**Text section**

Design & DIY

How much antifreeze is needed to drain waterlines?

How much antifreeze should you use (per toilet, sink, and tub) when draining waterlines in the fall? What is the best type?
—Tony Van Asseldonk, via e-mail

The best type—the only type, for safety reasons—is propylene glycol, a.k.a. RV antifreeze, plumbing antifreeze, or the stuff labelled “non-toxic.” And the amount you put in your toilet depends on its size. Older toilets tend to be larger and will need more, says Dan Flynn, owner of ADF Plumbing in Dorset, Ont.

You want enough to replace the water in the trap; Flynn recommends as much as two litres for a whopper of a throne (or enough to cover 1″ above the weir of the toilet trap; first, empty the tank and remove as much water from the bowl as possible). Don’t worry: Antifreeze is inexpensive stuff, and it comes in big jugs. He also suggests cottagers put half a litre to a full litre in the emptied tank. “This keeps the rubber seals wet all winter long, so they won’t dry out.”

For sinks and tubs, use about a cup. Or don’t use any, if you’re able to get all the water out by draining the traps, says Max Burns, the author of Cottage Life’s Country & Cottage Water Systems. “If it’s a sink that has a drain on the bottom of the trap—and you can get at it—remove the plug to drain the trap, and then 
put the plug back in.” Of course, Flynn warns, with nothing in the traps, stinky sewer gas could back up into the sink and tub. (For a simple fix, stick plugs in the drains over the winter.)

Why bother draining the traps, if propylene glycol is so cheap, safe, plentiful, and stench-stopping? Because it could freeze—and damage your plumbing—if it got cold enough (-35°C to -40°C) in the winter. This probably sounds unlikely, but with our weather, who knows what may happen. As Burns says, “These are weird times we live in.”

**Problem description**
Write out the portion of the antifreeze article from "Design & DIY" up to and including "in Dorset, Ont.".

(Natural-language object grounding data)
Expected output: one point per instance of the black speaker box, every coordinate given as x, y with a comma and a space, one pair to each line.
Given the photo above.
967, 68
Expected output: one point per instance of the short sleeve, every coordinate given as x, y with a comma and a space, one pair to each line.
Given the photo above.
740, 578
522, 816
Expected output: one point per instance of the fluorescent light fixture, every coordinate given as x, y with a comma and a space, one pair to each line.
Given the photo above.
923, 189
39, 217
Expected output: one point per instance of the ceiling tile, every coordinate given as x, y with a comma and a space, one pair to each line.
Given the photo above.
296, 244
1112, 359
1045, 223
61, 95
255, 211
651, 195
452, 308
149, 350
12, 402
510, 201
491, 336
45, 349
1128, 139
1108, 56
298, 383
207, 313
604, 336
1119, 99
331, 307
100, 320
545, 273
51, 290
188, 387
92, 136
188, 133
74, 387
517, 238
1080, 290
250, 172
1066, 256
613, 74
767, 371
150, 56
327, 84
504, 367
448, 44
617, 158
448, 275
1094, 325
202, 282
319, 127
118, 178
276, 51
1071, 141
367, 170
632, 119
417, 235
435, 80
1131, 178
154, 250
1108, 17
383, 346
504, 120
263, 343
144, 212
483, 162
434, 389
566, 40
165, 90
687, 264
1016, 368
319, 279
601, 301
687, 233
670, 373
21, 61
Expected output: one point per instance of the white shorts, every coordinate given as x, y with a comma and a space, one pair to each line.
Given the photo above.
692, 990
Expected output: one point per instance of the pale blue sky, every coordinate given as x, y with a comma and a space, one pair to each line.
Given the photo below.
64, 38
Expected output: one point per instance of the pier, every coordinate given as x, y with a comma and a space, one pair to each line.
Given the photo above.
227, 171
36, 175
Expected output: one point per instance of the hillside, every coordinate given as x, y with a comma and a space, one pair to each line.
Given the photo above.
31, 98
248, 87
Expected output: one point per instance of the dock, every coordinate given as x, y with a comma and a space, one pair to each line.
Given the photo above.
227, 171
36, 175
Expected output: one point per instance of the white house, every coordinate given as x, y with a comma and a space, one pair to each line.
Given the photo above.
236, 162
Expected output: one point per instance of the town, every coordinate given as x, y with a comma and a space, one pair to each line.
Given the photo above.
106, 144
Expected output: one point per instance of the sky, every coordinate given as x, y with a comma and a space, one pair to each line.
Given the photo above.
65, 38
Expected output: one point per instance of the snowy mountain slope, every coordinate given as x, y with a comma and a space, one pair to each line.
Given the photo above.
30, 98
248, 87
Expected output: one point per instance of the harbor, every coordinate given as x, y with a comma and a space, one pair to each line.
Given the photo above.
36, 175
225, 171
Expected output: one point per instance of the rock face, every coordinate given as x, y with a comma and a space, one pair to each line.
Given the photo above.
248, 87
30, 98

**Your solution**
Design & DIY

How much antifreeze is needed to drain waterlines?

How much antifreeze should you use (per toilet, sink, and tub) when draining waterlines in the fall? What is the best type?
—Tony Van Asseldonk, via e-mail

The best type—the only type, for safety reasons—is propylene glycol, a.k.a. RV antifreeze, plumbing antifreeze, or the stuff labelled “non-toxic.” And the amount you put in your toilet depends on its size. Older toilets tend to be larger and will need more, says Dan Flynn, owner of ADF Plumbing in Dorset, Ont.